◆ Aim of the exercise:
Reformat all of the entries below as a numbered list, omitting any blank lines.

◆ The records:

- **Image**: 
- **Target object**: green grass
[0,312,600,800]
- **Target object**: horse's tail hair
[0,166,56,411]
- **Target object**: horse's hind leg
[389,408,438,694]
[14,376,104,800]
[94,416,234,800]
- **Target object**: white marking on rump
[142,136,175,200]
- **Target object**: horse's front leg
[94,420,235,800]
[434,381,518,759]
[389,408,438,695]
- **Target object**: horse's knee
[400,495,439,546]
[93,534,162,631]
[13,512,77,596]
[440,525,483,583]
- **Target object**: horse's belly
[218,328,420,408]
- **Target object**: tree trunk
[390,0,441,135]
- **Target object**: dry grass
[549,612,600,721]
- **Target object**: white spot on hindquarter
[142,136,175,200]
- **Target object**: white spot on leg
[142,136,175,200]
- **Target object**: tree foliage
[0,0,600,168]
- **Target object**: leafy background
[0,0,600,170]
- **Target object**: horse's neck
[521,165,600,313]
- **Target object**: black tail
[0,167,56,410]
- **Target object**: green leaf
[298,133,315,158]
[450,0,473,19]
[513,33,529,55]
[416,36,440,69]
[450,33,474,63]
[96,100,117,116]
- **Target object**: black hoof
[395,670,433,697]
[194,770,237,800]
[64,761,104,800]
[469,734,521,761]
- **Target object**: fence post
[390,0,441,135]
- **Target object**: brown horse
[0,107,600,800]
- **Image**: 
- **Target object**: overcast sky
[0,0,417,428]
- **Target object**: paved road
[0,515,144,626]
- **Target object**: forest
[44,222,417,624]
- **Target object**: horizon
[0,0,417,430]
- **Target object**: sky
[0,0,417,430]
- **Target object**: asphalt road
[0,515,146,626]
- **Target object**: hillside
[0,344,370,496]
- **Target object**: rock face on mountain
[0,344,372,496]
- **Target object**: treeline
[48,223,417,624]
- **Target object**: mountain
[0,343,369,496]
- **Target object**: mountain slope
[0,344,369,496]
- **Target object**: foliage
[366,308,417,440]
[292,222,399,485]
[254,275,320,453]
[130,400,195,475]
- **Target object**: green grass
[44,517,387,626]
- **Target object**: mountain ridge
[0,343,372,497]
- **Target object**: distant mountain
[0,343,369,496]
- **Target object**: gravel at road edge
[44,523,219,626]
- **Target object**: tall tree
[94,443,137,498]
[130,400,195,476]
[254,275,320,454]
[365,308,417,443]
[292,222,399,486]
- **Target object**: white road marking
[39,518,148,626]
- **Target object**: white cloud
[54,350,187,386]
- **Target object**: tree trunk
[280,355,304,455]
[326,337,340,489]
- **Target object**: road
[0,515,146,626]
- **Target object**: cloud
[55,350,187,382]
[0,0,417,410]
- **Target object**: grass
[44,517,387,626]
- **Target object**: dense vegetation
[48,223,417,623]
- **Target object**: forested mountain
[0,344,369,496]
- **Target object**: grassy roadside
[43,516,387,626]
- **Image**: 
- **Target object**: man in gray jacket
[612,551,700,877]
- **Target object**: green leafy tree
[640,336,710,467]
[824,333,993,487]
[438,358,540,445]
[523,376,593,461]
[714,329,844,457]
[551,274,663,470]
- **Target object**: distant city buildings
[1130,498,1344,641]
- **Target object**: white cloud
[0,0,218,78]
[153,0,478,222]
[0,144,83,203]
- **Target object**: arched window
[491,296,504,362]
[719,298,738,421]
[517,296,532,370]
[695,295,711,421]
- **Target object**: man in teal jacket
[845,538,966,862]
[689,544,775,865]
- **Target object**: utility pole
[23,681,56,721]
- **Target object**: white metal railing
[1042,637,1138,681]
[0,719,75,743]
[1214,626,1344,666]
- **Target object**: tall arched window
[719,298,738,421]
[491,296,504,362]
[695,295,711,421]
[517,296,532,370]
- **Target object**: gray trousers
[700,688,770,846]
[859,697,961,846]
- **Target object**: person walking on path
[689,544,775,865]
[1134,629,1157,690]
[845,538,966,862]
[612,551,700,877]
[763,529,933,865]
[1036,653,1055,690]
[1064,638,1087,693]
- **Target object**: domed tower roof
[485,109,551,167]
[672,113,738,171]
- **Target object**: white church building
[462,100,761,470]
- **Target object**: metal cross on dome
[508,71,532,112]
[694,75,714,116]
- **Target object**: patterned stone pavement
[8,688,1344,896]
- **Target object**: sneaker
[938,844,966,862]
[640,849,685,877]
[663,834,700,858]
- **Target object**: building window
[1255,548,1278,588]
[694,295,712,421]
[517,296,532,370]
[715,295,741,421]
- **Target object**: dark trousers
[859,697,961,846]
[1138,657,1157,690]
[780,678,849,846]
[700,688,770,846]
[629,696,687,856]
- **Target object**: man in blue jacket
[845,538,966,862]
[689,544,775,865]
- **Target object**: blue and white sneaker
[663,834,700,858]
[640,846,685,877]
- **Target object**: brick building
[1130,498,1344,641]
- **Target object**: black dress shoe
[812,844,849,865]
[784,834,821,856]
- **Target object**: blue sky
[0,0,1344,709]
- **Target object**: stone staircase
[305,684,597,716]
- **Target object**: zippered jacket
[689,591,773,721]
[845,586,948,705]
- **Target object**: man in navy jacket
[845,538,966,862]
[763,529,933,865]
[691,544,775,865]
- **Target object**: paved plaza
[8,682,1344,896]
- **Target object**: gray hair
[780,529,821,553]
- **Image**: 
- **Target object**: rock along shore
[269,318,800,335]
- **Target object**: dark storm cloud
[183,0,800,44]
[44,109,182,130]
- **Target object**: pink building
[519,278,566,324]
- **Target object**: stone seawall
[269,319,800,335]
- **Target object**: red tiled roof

◆ Output of the exercise:
1. - **Image**: 
2. - **Target object**: green grass
3. [0,312,600,800]
4. - **Target object**: horse's tail hair
5. [0,166,56,411]
6. - **Target object**: horse's hind leg
7. [389,408,438,694]
8. [14,376,104,800]
9. [94,416,234,800]
10. - **Target object**: white marking on rump
11. [142,136,175,200]
12. - **Target object**: horse's front leg
13. [94,420,235,800]
14. [434,381,518,759]
15. [389,408,438,695]
16. - **Target object**: horse's knee
17. [400,495,439,546]
18. [93,534,162,631]
19. [13,512,77,596]
20. [440,525,483,583]
21. - **Target object**: horse's belly
22. [218,328,420,408]
23. - **Target object**: tree trunk
24. [390,0,441,135]
25. - **Target object**: dry grass
26. [549,612,600,721]
27. - **Target object**: white spot on hindquarter
28. [142,136,175,200]
29. - **Target object**: white spot on leg
30. [142,136,175,200]
31. - **Target object**: tree foliage
32. [0,0,600,168]
33. - **Target object**: leafy background
34. [0,0,600,170]
35. - **Target object**: horse's neck
36. [521,165,600,313]
37. - **Target object**: black tail
38. [0,167,56,410]
39. - **Target object**: green leaf
40. [298,133,315,158]
41. [450,0,473,19]
42. [513,33,529,55]
43. [416,36,440,69]
44. [450,33,474,63]
45. [96,100,117,116]
46. - **Target object**: black hoof
47. [395,670,433,697]
48. [194,770,237,800]
49. [64,761,104,800]
50. [469,734,521,761]
51. - **Target object**: fence post
52. [390,0,441,135]
53. - **Target object**: brown horse
54. [0,107,600,800]
55. - **Image**: 
56. - **Target object**: overcast sky
57. [0,0,417,428]
58. - **Target object**: paved road
59. [0,515,144,626]
60. - **Target object**: forest
61. [44,222,417,624]
62. - **Target object**: horizon
63. [0,0,417,430]
64. - **Target object**: sky
65. [0,0,417,430]
66. - **Target object**: asphalt road
67. [0,515,146,626]
68. - **Target object**: hillside
69. [0,344,370,496]
70. - **Target object**: rock face on mountain
71. [0,344,372,496]
72. - **Target object**: treeline
73. [48,223,417,624]
74. - **Target object**: mountain
75. [0,343,369,496]
76. - **Target object**: mountain slope
77. [0,344,369,496]
78. - **Target object**: foliage
79. [366,308,417,440]
80. [292,222,399,485]
81. [254,275,320,453]
82. [130,400,195,475]
83. - **Target object**: green grass
84. [44,517,387,626]
85. - **Target object**: mountain ridge
86. [0,343,372,497]
87. - **Target object**: distant mountain
88. [0,343,369,496]
89. - **Target object**: gravel at road edge
90. [44,523,219,626]
91. - **Target object**: tall tree
92. [94,443,137,498]
93. [130,400,195,476]
94. [254,275,320,454]
95. [365,308,417,443]
96. [292,222,399,486]
97. - **Target object**: white road marking
98. [39,518,148,626]
99. - **Target object**: white cloud
100. [54,350,187,386]
101. - **Target object**: tree trunk
102. [280,355,304,455]
103. [326,337,340,489]
104. - **Target object**: road
105. [0,515,146,626]
106. - **Target object**: cloud
107. [55,350,187,382]
108. [0,0,417,410]
109. - **Target object**: grass
110. [44,517,387,626]
111. - **Target object**: dense vegetation
112. [48,223,417,623]
113. - **Target object**: forested mountain
114. [0,344,369,496]
115. - **Target object**: grassy roadside
116. [43,516,387,626]
117. - **Image**: 
118. - **Target object**: man in gray jacket
119. [612,551,700,877]
120. - **Target object**: green leafy tree
121. [640,336,710,467]
122. [824,333,993,487]
123. [438,358,540,445]
124. [523,376,593,461]
125. [714,329,844,457]
126. [551,274,663,470]
127. - **Target object**: distant city buildings
128. [1130,498,1344,641]
129. - **Target object**: white cloud
130. [0,0,218,78]
131. [153,0,478,222]
132. [0,144,83,203]
133. - **Target object**: arched window
134. [491,296,504,362]
135. [719,298,738,421]
136. [517,296,532,370]
137. [695,295,711,421]
138. - **Target object**: man in teal jacket
139. [845,538,966,862]
140. [689,544,775,865]
141. - **Target object**: utility pole
142. [23,681,56,721]
143. - **Target object**: white metal railing
144. [1042,637,1138,681]
145. [0,719,75,743]
146. [1214,626,1344,666]
147. - **Target object**: tall arched window
148. [719,298,738,421]
149. [491,296,504,362]
150. [695,295,711,421]
151. [517,296,532,370]
152. - **Target object**: gray trousers
153. [700,688,770,846]
154. [859,697,961,846]
155. - **Target object**: person walking on path
156. [689,544,775,865]
157. [1134,629,1157,690]
158. [845,538,966,862]
159. [612,551,700,877]
160. [763,529,933,865]
161. [1036,653,1055,690]
162. [1064,638,1087,693]
163. - **Target object**: domed tower roof
164. [485,109,551,167]
165. [672,113,738,171]
166. - **Target object**: white church building
167. [462,100,761,470]
168. - **Target object**: metal cross on dome
169. [508,71,532,112]
170. [694,75,714,116]
171. - **Target object**: patterned stone pavement
172. [8,688,1344,896]
173. - **Target object**: sneaker
174. [938,844,966,862]
175. [640,849,685,877]
176. [663,834,700,858]
177. - **Target object**: building window
178. [1255,548,1278,588]
179. [694,295,712,421]
180. [517,296,532,370]
181. [715,295,741,421]
182. - **Target object**: dark trousers
183. [859,697,961,846]
184. [1138,657,1157,690]
185. [780,678,849,846]
186. [700,688,770,846]
187. [629,696,687,856]
188. - **Target object**: man in blue jacket
189. [845,538,966,862]
190. [689,544,775,865]
191. - **Target object**: blue and white sneaker
192. [663,834,700,858]
193. [640,846,685,877]
194. - **Target object**: brick building
195. [1130,498,1344,641]
196. - **Target object**: black dress shoe
197. [812,844,849,865]
198. [784,834,821,856]
199. - **Target object**: blue sky
200. [0,0,1344,709]
201. - **Target object**: stone staircase
202. [305,684,597,716]
203. - **Target object**: zippered jacket
204. [689,591,773,721]
205. [845,586,948,705]
206. - **Target object**: man in navy jacket
207. [845,538,966,862]
208. [763,529,933,865]
209. [691,544,775,865]
210. - **Target object**: paved plaza
211. [8,682,1344,896]
212. - **Target object**: gray hair
213. [780,529,821,553]
214. - **Image**: 
215. - **Target object**: rock along shore
216. [269,318,800,335]
217. - **Target object**: dark storm cloud
218. [183,0,800,44]
219. [44,109,182,130]
220. - **Target object**: pink building
221. [519,278,566,324]
222. - **Target object**: stone seawall
223. [269,319,800,335]
224. - **Target object**: red tiled roof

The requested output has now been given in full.